# start of Excerpt provided
I like that term. As a person; a wife; a mother; a United States citizen. I may screw up often and again, but somehow I am rich in my ability to do this — fail, and yet still move forward; hopefully with more patience, if not wisdom.

Is this cultural — an Americanism? Is it our own take on the British bent — “Keep Calm, Carry on?”

As a nation, we were reminded again of our vulnerability, and our will to bounce back, a few weeks ago in Boston. We watched in horror as we bore witness to another act of terrorism.

Some of us missed the explosion by minutes. Some of us didn’t. But we all felt the aftershock. No matter how close or far away we were from Boston’s finish line.

I asked myself as I sat on the counter absolutely fixed on the events as they unfolded, “Where have we gotten in 12 years?” And at what cost? Hurt and anger screamed, “Exactly nowhere.”

But I have to believe the sacrifices we continue to make mean more than the sum of their parts. I thought of those people in Boston as I sat in on a session yesterday focusing on individual resiliency.

“In order to find the answer (to the question of resiliency), you must know how to define yourself. Know who you are, and where you want to go,” suggested the visiting spitfire psychologist.

And then I’m thrown back into a conversation I had nearly 15 years ago. I was a different person then, only the question was roughly the same, “Who do you want to be?” “Where do you want to go?”

I was in the midst of leaving my chosen career field to explore new things; to start a family, and little did I know at that moment, to enter a life of service as a United States Air Force spouse.
# end of Excerpt provided
# start of Provided records
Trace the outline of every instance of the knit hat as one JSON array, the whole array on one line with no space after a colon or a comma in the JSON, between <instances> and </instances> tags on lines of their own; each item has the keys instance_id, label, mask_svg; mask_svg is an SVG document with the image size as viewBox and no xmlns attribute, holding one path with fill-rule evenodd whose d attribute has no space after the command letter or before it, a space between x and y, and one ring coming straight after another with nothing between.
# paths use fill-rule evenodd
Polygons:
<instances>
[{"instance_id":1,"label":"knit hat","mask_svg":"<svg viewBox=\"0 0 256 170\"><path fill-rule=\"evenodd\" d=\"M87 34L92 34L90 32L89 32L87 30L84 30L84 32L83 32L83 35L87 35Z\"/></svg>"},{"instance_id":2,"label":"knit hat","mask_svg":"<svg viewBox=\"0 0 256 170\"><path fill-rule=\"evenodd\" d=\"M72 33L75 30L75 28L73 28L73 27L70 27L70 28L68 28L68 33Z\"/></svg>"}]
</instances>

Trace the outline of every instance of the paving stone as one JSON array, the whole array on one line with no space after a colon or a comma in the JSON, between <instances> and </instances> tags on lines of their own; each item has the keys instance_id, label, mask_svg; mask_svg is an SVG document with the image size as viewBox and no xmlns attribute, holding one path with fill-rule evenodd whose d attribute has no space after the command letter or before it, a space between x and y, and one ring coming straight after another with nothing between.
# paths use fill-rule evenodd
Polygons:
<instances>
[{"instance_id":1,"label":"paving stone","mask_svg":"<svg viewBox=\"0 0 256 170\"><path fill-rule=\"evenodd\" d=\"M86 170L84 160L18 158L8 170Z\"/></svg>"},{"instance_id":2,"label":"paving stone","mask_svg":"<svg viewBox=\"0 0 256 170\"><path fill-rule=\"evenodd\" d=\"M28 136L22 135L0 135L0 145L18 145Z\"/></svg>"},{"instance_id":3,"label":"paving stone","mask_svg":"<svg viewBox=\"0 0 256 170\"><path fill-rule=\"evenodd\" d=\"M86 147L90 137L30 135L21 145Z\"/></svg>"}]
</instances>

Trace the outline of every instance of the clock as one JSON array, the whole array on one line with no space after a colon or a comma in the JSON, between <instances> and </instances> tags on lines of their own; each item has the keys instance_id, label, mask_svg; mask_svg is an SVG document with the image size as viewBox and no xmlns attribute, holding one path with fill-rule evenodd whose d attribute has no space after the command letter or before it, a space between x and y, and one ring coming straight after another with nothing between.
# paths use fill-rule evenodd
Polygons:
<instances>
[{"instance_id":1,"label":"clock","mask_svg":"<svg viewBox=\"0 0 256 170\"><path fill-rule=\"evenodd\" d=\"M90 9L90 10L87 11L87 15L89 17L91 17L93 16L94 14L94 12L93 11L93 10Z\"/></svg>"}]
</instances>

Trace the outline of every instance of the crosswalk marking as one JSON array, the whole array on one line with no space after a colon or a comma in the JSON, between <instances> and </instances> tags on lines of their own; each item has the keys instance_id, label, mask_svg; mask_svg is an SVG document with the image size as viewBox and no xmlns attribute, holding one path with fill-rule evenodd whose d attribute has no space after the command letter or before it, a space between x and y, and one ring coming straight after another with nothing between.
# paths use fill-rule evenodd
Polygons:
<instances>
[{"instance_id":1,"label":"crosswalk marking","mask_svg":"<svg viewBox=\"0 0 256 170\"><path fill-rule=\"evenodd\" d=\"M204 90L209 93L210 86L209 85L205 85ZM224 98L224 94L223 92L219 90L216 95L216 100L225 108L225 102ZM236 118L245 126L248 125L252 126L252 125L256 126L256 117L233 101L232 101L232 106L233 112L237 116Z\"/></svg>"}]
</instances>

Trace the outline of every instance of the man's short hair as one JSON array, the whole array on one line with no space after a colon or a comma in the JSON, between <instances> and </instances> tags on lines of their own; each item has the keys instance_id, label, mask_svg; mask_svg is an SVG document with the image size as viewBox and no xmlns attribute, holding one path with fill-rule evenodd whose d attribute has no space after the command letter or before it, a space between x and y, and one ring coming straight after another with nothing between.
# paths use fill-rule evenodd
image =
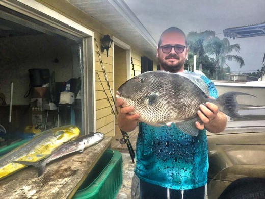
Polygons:
<instances>
[{"instance_id":1,"label":"man's short hair","mask_svg":"<svg viewBox=\"0 0 265 199\"><path fill-rule=\"evenodd\" d=\"M172 33L172 32L175 32L175 33L181 33L184 35L184 37L185 37L185 43L186 44L186 46L187 46L187 40L186 38L186 35L185 34L185 33L183 32L183 31L179 29L177 27L170 27L168 29L165 30L162 34L161 34L161 35L160 36L160 38L159 38L159 41L158 41L158 47L160 47L160 44L161 44L161 39L162 39L162 37L163 35L167 33Z\"/></svg>"}]
</instances>

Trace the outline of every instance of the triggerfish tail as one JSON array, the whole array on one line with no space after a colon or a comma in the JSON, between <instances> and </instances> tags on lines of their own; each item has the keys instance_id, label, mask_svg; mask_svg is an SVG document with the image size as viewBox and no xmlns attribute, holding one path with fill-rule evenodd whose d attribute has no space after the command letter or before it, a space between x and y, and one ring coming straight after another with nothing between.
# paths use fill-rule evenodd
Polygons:
<instances>
[{"instance_id":1,"label":"triggerfish tail","mask_svg":"<svg viewBox=\"0 0 265 199\"><path fill-rule=\"evenodd\" d=\"M241 118L242 116L238 113L238 103L236 100L237 95L246 95L256 97L255 96L240 92L229 92L220 95L216 100L214 100L214 104L217 104L221 111L230 117ZM216 101L215 102L214 101Z\"/></svg>"},{"instance_id":2,"label":"triggerfish tail","mask_svg":"<svg viewBox=\"0 0 265 199\"><path fill-rule=\"evenodd\" d=\"M39 177L43 173L46 168L46 162L44 160L41 162L29 162L29 161L15 161L13 162L16 163L19 163L24 164L25 165L31 165L33 166L38 168L38 177Z\"/></svg>"}]
</instances>

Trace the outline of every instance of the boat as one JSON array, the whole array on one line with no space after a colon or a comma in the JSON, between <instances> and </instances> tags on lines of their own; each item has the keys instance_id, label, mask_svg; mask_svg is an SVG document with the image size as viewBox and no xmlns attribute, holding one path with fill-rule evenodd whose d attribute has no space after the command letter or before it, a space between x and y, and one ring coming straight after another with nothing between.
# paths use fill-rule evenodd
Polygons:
# end of Provided records
**Work to complete**
#1 Answer these questions from the excerpt about resiliency:
(a) What kind of act did the writer watch unfold in Boston?
(b) What was the focus of the session the writer sat in on yesterday?
(c) About how many years ago did the writer have the conversation that asked "Who do you want to be?"
#2 Print the passage from the excerpt about resiliency, starting at the words "As a nation, we" and ending after "on individual resiliency.".
The records were taken from a different source than the text.

**Response list**
#1
(a) Another act of terrorism.
(b) Individual resiliency.
(c) Nearly 15 years ago.

#2
As a nation, we were reminded again of our vulnerability, and our will to bounce back, a few weeks ago in Boston. We watched in horror as we bore witness to another act of terrorism.

Some of us missed the explosion by minutes. Some of us didn’t. But we all felt the aftershock. No matter how close or far away we were from Boston’s finish line.

I asked myself as I sat on the counter absolutely fixed on the events as they unfolded, “Where have we gotten in 12 years?” And at what cost? Hurt and anger screamed, “Exactly nowhere.”

But I have to believe the sacrifices we continue to make mean more than the sum of their parts. I thought of those people in Boston as I sat in on a session yesterday focusing on individual resiliency.